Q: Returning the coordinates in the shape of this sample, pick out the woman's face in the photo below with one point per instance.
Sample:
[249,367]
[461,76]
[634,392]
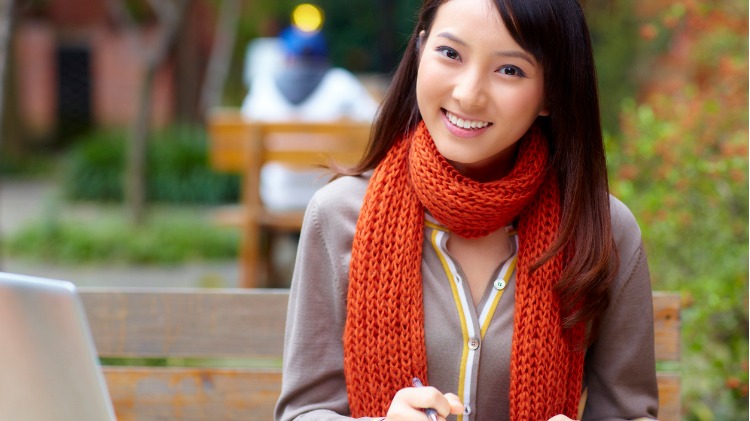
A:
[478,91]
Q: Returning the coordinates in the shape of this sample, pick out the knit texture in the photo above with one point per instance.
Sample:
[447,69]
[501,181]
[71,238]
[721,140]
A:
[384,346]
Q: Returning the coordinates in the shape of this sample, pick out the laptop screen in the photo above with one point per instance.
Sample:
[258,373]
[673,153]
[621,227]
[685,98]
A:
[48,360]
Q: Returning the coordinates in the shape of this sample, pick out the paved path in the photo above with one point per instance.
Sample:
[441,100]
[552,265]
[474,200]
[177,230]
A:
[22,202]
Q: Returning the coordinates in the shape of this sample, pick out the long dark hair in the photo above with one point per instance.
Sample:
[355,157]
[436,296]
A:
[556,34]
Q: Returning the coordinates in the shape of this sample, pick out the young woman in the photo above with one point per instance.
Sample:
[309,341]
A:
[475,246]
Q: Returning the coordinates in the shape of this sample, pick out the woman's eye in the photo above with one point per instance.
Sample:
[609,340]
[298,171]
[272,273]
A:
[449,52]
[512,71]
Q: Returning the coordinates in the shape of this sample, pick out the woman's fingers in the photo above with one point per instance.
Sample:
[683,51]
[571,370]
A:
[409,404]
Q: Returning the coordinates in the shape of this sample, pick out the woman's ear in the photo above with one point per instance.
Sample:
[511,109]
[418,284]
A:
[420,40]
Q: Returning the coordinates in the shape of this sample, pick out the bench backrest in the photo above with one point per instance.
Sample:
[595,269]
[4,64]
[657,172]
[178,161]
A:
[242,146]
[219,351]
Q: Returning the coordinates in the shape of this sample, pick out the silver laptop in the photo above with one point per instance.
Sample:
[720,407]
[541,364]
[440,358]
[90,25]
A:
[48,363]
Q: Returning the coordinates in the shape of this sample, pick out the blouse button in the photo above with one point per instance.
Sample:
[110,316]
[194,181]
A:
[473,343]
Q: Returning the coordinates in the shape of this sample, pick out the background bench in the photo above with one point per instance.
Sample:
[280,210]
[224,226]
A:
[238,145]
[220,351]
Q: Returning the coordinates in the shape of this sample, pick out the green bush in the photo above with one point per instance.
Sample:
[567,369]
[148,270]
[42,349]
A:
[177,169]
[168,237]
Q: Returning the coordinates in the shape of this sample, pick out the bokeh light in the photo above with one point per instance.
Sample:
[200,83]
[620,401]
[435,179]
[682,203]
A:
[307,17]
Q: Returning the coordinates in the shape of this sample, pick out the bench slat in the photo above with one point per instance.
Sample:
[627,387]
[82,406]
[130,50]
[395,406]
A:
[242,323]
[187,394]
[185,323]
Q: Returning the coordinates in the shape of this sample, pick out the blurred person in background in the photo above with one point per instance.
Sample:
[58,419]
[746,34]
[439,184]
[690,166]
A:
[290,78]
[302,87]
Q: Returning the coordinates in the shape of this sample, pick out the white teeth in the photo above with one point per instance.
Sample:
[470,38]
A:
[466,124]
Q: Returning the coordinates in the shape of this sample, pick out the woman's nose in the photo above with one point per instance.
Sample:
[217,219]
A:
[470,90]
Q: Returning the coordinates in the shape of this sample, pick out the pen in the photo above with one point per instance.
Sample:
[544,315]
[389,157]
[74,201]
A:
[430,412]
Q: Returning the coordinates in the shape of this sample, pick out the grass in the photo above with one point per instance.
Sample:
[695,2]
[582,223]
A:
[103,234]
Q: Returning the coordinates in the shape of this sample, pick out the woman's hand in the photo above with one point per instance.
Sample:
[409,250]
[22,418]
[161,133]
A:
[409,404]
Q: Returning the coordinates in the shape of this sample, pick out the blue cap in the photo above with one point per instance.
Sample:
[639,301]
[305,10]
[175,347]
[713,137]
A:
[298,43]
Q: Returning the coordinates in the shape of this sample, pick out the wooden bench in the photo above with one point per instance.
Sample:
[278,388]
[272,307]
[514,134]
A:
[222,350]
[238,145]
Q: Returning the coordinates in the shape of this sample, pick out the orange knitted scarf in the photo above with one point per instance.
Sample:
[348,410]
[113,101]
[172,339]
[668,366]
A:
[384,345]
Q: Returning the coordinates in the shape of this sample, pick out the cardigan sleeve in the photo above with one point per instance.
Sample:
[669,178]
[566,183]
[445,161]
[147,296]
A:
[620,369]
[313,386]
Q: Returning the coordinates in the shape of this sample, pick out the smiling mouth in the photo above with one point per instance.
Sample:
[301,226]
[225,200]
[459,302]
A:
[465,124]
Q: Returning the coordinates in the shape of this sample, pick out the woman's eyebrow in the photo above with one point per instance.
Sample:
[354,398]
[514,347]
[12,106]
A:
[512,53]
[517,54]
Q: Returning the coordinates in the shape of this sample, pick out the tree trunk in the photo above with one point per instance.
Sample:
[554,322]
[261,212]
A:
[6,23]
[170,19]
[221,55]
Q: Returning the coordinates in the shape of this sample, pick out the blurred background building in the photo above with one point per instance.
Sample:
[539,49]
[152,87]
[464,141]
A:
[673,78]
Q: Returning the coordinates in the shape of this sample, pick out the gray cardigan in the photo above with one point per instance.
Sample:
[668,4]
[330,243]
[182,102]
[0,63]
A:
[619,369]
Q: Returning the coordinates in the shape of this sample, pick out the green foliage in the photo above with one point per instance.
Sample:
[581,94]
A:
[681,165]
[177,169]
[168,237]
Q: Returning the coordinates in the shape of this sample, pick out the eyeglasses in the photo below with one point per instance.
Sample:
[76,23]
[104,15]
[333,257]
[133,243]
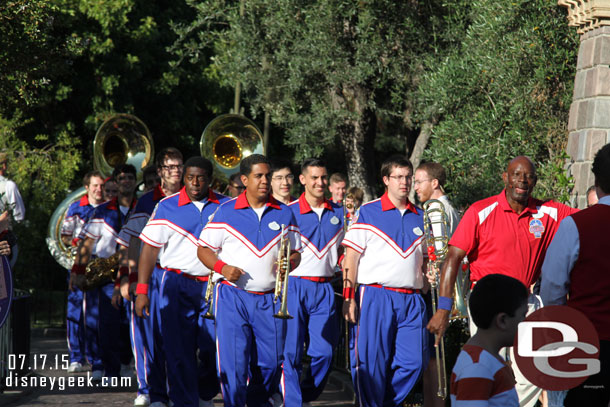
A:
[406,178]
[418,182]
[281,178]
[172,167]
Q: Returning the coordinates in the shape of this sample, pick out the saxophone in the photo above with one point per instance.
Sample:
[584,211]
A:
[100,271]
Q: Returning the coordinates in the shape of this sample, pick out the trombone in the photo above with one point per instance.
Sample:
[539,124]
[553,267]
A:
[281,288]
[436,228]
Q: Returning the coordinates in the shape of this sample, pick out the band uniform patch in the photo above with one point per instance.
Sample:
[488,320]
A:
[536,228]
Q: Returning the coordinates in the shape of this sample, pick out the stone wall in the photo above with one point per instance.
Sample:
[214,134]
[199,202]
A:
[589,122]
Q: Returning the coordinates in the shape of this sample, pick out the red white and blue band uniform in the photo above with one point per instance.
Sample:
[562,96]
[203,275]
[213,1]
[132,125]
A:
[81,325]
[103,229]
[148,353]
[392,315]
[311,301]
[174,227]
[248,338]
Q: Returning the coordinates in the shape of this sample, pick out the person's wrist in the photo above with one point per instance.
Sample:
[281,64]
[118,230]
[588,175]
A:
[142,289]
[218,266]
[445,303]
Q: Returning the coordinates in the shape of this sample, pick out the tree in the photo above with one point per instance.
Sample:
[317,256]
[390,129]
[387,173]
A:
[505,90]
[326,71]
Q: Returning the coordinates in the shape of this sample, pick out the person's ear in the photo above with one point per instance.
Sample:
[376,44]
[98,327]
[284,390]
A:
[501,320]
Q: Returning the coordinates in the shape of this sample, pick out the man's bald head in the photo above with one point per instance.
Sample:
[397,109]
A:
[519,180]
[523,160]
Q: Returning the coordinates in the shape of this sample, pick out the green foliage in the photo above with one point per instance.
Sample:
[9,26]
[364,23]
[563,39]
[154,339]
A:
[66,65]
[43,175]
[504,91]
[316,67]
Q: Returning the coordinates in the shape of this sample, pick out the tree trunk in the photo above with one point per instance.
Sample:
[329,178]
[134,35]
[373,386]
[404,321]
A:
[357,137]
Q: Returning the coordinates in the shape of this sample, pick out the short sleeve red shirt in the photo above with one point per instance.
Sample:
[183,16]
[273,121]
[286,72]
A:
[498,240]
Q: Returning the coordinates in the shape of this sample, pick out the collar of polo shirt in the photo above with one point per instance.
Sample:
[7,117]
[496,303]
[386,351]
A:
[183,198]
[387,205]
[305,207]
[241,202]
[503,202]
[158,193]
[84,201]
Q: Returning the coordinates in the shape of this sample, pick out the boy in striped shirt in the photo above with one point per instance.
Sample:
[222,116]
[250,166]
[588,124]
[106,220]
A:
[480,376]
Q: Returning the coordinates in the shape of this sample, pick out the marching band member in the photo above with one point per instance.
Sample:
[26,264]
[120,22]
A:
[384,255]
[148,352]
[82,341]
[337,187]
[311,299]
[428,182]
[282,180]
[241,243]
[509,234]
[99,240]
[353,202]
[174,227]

---

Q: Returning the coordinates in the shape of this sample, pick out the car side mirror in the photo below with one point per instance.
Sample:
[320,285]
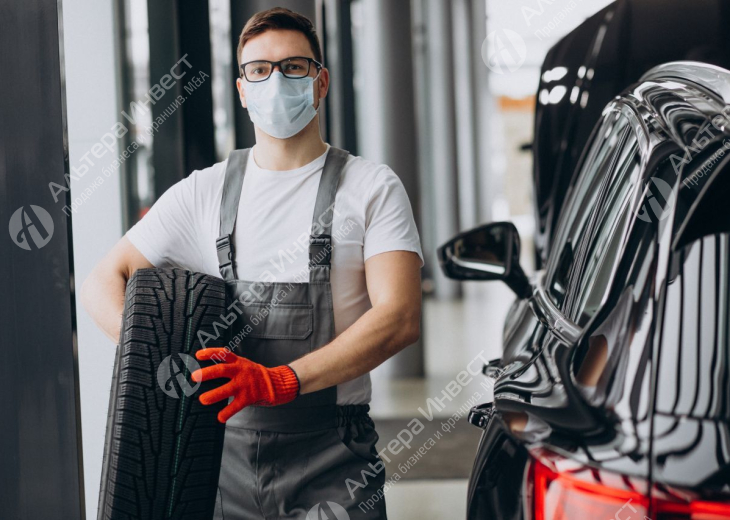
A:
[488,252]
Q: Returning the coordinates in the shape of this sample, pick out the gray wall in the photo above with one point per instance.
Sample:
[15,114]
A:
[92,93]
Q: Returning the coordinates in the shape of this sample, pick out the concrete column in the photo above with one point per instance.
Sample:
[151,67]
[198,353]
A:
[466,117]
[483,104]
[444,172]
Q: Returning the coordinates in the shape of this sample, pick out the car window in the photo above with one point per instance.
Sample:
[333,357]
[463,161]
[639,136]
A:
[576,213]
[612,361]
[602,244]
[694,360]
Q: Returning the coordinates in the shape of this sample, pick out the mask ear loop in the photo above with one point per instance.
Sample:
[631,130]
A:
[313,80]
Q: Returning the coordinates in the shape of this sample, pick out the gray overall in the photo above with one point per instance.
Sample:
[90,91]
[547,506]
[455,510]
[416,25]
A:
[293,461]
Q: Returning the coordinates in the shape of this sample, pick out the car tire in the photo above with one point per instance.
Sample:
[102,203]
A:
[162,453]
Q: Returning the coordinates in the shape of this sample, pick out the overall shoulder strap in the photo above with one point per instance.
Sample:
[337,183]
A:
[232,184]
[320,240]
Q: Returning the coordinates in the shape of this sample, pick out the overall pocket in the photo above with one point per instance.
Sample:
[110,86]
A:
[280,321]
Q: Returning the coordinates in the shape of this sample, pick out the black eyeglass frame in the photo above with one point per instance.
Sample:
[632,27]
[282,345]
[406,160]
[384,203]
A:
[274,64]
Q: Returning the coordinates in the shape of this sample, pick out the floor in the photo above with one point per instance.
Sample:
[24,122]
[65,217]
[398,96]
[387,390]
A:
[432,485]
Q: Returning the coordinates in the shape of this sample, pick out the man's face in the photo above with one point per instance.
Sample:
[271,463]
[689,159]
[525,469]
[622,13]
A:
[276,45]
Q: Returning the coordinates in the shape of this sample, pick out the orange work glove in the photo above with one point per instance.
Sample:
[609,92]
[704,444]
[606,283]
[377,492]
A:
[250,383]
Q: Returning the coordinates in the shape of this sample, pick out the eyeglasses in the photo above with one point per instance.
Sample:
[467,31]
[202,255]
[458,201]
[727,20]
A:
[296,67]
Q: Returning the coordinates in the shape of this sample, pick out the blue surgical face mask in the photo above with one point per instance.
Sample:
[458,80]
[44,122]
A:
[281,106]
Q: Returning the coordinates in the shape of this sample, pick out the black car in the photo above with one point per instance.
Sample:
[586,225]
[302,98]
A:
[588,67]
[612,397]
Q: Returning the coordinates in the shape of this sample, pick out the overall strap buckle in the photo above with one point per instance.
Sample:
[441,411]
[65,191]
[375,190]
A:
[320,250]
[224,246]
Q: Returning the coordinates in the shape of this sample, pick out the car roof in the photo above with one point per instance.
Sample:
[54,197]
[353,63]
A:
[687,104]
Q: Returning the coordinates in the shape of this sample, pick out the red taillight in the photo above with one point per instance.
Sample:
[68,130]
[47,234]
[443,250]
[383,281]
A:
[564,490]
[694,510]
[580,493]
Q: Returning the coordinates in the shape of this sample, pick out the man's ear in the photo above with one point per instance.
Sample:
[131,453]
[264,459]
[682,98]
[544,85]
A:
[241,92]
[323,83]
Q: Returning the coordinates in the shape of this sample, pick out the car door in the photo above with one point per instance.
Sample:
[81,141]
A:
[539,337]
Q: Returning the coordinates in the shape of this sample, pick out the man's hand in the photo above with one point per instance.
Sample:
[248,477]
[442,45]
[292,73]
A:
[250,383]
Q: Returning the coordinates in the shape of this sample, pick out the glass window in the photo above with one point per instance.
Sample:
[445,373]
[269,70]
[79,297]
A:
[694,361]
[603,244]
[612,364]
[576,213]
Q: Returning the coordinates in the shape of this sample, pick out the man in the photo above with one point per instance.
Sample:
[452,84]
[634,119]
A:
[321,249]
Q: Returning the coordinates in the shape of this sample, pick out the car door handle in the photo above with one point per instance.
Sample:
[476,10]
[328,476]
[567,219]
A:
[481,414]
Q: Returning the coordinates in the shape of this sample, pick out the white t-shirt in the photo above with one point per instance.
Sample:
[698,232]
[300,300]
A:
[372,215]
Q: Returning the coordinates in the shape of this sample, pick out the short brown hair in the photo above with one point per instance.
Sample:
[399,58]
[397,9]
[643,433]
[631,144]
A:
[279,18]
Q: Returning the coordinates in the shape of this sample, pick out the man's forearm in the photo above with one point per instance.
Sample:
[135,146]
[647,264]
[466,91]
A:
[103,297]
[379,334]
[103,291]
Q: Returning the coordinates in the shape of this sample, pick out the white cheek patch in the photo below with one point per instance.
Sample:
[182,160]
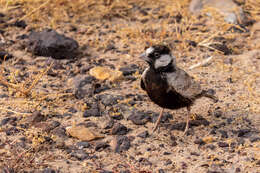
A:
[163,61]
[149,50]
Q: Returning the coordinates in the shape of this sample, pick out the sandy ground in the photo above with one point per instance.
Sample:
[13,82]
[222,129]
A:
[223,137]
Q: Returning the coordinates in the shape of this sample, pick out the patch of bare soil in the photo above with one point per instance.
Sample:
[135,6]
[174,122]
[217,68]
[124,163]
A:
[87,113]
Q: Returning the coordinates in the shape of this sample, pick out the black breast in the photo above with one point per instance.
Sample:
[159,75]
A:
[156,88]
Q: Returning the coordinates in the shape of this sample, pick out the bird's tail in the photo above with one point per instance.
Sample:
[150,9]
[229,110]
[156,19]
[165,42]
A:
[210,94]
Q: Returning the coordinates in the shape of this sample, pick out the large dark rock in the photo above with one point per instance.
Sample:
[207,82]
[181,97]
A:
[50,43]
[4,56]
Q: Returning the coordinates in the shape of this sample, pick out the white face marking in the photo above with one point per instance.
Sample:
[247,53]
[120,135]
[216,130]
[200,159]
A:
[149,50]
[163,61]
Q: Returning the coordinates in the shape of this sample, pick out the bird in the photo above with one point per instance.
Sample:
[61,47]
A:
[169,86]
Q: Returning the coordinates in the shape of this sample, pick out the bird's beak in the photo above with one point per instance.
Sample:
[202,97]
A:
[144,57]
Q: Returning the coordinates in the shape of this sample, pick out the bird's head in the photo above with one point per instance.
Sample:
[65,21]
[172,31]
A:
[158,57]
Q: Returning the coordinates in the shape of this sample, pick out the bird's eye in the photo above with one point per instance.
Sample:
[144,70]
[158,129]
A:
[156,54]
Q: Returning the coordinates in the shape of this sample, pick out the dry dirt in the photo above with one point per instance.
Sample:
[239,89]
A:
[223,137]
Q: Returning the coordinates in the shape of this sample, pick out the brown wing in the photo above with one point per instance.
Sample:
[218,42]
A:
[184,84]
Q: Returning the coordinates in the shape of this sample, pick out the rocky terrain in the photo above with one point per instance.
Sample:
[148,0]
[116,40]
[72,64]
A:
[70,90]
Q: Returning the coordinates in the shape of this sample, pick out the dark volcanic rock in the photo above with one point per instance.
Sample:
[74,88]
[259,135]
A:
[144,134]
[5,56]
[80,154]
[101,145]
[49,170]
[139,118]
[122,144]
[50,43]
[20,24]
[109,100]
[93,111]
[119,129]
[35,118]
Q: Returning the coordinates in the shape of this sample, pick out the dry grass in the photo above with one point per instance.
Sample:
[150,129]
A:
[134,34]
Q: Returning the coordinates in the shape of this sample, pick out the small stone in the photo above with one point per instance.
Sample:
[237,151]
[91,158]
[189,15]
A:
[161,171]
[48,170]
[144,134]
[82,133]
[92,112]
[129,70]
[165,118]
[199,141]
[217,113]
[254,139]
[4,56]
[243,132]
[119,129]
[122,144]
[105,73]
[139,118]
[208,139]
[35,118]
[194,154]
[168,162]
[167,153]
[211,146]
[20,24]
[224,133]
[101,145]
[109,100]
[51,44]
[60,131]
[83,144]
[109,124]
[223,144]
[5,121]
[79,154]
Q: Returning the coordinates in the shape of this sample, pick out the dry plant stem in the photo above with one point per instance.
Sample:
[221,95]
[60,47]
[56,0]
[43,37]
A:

---

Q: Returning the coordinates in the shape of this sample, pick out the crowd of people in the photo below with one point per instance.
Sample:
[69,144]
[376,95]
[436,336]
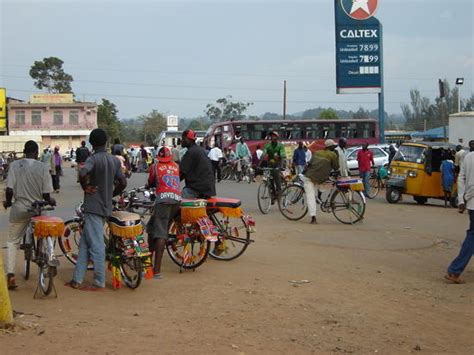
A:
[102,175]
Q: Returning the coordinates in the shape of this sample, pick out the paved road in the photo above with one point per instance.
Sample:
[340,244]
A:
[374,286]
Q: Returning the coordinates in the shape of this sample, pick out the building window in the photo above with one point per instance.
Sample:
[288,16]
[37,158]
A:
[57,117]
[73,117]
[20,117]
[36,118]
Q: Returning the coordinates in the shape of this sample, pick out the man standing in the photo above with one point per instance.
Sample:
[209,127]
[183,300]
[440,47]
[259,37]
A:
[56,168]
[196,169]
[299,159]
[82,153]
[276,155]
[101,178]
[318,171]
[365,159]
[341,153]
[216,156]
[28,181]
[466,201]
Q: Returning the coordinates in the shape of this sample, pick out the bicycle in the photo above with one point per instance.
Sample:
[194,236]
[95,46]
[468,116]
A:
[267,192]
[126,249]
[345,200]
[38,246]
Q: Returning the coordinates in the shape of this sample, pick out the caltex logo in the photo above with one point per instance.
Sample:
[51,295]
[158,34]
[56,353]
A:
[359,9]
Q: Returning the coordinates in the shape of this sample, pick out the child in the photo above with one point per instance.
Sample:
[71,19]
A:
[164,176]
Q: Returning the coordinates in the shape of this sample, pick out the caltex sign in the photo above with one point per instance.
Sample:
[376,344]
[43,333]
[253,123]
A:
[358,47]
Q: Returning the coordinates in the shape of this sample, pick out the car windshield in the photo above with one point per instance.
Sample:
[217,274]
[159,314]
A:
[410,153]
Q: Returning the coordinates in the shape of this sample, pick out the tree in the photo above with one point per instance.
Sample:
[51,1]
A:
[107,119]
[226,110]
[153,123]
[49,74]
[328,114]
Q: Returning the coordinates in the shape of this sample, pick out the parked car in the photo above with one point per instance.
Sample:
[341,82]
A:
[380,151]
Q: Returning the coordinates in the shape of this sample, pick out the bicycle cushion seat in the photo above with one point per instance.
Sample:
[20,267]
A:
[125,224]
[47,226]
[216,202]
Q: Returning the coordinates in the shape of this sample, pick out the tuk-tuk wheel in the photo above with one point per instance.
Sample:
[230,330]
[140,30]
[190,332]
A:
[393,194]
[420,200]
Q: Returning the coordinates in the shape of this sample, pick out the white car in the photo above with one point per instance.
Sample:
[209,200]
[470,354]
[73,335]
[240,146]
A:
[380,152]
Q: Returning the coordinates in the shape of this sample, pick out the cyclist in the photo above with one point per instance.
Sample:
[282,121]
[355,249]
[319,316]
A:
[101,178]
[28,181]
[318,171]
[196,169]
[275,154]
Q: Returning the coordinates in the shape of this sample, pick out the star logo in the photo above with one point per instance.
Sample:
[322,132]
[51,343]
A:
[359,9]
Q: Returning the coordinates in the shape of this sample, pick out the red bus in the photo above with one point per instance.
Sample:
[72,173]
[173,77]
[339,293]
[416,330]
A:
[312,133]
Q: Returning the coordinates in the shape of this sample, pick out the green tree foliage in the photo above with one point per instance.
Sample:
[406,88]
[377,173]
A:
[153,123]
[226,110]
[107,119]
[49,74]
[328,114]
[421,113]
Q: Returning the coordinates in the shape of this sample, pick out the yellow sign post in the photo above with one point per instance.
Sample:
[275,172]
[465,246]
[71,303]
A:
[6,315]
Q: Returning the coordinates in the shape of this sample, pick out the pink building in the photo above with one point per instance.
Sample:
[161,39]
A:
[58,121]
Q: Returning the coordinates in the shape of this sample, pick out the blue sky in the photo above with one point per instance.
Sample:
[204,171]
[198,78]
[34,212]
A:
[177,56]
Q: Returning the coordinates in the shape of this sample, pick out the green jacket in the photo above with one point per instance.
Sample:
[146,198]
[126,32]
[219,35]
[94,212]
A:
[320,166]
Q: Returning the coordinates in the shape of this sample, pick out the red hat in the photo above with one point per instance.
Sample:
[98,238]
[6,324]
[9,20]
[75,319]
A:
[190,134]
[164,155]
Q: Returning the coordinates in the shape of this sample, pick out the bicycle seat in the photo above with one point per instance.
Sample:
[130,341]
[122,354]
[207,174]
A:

> [What you are asked to do]: Which lines of the records above contain the word "eyeglasses", with case counting? Locate each one and copy it in full.

> [Result of the task]:
Q: Returning the coordinates in the shape of this sample, pick out the eyeglasses in the photo below with one point per instance.
Q: Returning the coordinates in the shape of this sample, pick out the eyeglasses in the photo above with one point per instance.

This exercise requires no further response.